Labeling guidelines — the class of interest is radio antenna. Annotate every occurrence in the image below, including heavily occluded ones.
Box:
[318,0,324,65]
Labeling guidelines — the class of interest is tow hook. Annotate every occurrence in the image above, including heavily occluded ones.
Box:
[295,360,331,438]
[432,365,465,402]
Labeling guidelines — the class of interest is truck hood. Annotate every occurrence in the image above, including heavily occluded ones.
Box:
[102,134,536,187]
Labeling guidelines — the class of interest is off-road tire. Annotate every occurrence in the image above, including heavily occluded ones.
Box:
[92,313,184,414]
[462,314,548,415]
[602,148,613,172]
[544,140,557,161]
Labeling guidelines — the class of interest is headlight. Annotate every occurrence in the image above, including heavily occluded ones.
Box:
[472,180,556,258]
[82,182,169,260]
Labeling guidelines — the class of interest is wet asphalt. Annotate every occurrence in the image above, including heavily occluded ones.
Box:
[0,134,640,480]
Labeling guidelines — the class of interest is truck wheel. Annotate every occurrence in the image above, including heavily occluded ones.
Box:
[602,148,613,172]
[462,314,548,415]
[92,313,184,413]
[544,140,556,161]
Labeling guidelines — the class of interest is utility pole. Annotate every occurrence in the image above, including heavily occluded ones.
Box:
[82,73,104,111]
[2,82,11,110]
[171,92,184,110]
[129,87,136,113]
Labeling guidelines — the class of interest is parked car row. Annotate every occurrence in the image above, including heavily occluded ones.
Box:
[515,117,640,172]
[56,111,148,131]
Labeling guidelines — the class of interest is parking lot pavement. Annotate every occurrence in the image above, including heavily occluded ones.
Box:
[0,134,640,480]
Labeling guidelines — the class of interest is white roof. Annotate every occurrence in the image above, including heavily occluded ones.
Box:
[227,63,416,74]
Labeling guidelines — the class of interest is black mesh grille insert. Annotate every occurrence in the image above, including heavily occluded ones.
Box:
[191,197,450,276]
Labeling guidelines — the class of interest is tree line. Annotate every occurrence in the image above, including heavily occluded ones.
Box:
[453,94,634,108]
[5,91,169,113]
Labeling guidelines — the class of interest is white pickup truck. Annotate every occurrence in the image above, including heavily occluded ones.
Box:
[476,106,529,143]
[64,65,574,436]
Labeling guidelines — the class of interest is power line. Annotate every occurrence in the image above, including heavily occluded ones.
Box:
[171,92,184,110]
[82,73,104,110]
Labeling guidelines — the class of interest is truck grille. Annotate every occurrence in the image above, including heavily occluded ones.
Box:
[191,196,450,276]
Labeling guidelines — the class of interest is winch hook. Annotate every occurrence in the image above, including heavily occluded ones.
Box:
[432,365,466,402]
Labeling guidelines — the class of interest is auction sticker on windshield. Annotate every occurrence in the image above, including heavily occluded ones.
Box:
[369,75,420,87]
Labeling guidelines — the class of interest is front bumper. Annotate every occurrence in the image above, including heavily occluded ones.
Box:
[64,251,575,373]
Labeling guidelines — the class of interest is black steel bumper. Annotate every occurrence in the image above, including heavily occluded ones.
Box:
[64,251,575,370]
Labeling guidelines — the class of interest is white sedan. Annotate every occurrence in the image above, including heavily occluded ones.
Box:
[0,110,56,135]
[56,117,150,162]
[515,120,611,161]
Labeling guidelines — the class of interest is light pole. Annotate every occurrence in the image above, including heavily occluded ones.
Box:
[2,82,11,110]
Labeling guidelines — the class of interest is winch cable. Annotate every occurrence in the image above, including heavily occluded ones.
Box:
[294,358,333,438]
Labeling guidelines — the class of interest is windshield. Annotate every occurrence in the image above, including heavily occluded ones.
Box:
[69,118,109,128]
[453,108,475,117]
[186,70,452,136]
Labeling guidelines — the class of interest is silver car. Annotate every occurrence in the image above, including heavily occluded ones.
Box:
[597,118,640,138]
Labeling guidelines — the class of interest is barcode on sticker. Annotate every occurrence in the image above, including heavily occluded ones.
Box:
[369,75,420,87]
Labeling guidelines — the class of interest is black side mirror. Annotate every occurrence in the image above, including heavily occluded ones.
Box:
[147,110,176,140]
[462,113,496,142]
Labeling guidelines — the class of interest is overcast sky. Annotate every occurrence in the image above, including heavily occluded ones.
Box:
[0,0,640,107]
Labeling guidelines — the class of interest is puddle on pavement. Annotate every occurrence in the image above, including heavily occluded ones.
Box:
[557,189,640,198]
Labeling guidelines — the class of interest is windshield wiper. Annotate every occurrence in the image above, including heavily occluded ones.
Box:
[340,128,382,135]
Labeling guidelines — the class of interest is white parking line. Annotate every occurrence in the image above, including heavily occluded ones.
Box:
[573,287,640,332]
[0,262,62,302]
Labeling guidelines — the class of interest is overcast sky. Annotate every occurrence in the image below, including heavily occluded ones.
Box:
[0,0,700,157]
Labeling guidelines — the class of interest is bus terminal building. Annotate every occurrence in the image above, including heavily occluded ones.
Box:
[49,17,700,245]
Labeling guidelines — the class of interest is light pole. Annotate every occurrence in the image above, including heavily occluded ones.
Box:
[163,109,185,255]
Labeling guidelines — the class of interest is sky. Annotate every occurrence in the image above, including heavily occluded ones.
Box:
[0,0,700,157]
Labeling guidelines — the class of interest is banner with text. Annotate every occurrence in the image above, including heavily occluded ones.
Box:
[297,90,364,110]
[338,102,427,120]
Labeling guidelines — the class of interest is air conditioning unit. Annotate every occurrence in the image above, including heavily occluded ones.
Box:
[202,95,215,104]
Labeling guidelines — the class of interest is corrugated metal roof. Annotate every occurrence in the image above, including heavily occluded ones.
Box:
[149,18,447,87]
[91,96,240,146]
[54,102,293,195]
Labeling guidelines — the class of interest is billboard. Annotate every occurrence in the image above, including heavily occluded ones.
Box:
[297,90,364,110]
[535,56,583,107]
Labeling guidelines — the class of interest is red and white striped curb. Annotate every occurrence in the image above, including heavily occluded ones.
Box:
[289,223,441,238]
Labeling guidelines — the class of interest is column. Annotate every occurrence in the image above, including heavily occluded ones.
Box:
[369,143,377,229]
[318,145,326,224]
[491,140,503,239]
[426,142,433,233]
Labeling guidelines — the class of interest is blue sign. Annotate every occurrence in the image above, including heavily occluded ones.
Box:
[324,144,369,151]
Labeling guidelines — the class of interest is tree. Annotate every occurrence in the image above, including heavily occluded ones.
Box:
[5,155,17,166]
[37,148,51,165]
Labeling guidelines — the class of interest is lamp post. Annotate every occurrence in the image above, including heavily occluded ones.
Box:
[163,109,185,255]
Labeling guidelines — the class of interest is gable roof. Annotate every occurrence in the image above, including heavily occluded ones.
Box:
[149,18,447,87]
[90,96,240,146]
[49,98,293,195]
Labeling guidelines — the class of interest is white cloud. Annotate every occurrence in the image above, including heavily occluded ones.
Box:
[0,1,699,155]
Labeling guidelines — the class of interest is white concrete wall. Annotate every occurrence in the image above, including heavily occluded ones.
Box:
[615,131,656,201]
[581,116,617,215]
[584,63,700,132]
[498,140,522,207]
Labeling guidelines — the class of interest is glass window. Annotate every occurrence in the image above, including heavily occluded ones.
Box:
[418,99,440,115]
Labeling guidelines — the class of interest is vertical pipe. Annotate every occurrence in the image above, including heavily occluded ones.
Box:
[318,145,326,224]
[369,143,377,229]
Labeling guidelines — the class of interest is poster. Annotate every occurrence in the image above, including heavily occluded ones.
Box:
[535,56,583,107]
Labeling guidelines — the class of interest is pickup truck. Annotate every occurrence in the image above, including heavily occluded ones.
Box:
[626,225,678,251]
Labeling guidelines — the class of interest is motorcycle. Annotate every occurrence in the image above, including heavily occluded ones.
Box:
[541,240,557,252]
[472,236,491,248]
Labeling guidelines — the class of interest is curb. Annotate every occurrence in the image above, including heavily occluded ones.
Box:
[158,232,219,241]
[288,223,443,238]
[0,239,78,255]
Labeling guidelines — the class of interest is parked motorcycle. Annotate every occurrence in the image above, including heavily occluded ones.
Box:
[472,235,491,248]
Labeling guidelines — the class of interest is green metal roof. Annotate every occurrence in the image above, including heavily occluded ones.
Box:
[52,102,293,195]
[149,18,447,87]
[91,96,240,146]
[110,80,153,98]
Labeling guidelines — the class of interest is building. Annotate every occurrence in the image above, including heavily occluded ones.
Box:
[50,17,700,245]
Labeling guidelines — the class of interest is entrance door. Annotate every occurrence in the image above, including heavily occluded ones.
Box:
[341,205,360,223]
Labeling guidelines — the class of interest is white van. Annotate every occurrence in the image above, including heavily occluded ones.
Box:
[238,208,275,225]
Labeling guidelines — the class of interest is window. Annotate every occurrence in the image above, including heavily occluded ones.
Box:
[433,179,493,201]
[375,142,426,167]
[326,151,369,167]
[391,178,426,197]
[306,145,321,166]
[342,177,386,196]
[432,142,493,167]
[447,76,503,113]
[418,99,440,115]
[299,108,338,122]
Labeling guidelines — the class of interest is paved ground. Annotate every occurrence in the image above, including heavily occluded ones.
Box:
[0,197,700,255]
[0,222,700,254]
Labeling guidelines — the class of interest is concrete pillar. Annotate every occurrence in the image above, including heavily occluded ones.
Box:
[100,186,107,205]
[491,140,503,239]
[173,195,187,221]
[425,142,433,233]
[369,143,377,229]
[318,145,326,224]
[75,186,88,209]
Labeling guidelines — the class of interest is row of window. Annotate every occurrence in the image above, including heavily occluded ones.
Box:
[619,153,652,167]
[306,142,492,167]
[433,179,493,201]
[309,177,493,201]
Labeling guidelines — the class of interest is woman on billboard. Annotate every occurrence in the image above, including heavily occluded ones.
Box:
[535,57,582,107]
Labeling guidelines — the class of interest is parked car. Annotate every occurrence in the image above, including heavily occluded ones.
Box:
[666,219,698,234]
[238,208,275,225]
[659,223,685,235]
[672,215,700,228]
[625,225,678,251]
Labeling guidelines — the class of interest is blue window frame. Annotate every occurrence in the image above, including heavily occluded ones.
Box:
----------------
▶ **PROBLEM TO WORK ON**:
Express the entries as a two-column CSV with the headers "instruction" and "annotation", one row per entry, putting each value in a single quoted field with its line breaks turned into spaces. Start at the first line of the entries and stop after the line that contains "[227,63,416,74]", including both ends.

▶ **TASK ANSWER**:
instruction,annotation
"Labeling guidelines — the class of interest is radio antenna. Annotate every occurrence in the image below, including heavily occluded ones. Box:","[318,0,324,65]"
"Labeling guidelines — the class of interest is tow hook. Annotate every occurrence in the image above, including heavily occluded ones. Box:","[295,360,331,438] [432,365,465,402]"
"Labeling guidelines — the class of interest is truck hood. Annotate every occurrence in the image above, including heavily occluded ones. Box:","[102,134,536,187]"
"Labeling guidelines — the class of interest is off-road tire. Annotate every occurrence in the image above, including heavily occluded ones. Box:","[92,313,184,414] [462,314,548,415] [602,148,613,172] [544,140,557,161]"
"Labeling guidelines — the class of interest is headlight. Annotate every occurrence in the image above, including heavily occluded ones. Box:","[472,180,556,258] [82,182,169,260]"
"Labeling guidelines — the class of interest is wet asphalt. Annotate every occurrence in the image above, including heavily occluded ones. Box:","[0,134,640,480]"
"Labeling guidelines — the class of interest is truck wheel. Annotate every occurrence in the image above, including heavily occluded ones. Box:","[602,148,613,172] [462,314,548,415] [92,313,184,413] [544,140,556,161]"
"Labeling guidelines — the class of interest is utility pole. Annotate every occurrence in the image above, including heavily occluded ones. Box:","[82,73,104,111] [2,82,11,110] [171,92,184,110] [129,87,136,113]"
"Labeling guidelines — the class of interest is parked car row. Annotate every occurrence in the image above, including heavily occluded ones. Box:","[515,117,640,172] [56,111,148,131]"
"Labeling guidelines — the class of interest is parking lot pavement. Annotate every occurrence in the image above, including heavily occluded ones. Box:","[0,134,640,480]"
"Labeling guidelines — the class of interest is white roof. Annotate every occurrence in the image above, including heavily occluded ones. Box:","[227,63,416,74]"